Please count how many of the lines below contain the string "green" and reply with that number alone.
------ LISTING ------
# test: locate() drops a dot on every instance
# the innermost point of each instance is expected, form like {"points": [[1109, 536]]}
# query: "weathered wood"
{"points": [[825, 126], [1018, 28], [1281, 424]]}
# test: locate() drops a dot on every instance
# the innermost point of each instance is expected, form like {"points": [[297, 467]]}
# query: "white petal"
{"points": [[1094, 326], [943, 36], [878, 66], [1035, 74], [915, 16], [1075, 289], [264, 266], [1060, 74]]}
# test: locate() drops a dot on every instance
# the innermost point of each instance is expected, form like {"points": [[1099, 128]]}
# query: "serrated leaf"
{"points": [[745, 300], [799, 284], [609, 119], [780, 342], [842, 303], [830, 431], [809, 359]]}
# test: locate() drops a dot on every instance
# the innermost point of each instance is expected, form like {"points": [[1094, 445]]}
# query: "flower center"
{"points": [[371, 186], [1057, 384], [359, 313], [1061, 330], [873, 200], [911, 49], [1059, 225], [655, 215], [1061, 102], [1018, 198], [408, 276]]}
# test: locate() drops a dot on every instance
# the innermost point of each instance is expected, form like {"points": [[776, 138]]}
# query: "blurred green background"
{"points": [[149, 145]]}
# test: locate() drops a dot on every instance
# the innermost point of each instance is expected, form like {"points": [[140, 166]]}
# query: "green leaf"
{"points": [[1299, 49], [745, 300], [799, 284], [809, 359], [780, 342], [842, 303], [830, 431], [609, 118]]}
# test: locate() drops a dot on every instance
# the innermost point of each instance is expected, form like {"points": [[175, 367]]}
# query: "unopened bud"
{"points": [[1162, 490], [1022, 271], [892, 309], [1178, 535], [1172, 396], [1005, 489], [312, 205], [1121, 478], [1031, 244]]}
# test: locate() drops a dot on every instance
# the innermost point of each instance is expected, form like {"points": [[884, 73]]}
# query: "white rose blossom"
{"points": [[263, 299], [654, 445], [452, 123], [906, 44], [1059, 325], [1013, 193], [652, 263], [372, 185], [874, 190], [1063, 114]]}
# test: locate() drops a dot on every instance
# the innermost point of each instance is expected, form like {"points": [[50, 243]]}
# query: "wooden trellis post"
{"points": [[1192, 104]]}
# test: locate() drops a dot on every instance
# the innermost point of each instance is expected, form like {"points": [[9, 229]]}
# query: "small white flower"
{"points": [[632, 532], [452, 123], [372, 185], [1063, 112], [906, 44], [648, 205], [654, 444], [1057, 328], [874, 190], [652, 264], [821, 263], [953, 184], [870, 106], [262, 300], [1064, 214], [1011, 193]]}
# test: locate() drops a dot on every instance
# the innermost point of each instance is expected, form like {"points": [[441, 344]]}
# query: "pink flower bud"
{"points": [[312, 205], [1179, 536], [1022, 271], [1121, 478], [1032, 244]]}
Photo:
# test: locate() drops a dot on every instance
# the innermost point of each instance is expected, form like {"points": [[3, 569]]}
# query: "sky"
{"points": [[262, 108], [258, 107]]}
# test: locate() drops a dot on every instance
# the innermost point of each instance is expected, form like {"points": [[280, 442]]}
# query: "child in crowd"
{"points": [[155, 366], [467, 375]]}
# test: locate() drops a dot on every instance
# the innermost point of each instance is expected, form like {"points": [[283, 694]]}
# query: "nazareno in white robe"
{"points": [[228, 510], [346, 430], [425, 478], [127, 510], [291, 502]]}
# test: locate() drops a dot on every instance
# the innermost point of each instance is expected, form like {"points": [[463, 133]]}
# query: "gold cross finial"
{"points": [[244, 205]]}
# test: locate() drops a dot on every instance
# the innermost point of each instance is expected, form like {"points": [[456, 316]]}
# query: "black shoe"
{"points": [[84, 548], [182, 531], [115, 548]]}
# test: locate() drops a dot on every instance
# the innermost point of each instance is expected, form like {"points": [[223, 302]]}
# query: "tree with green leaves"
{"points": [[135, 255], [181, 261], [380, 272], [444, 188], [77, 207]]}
------
PROBLEM SOLUTION: 3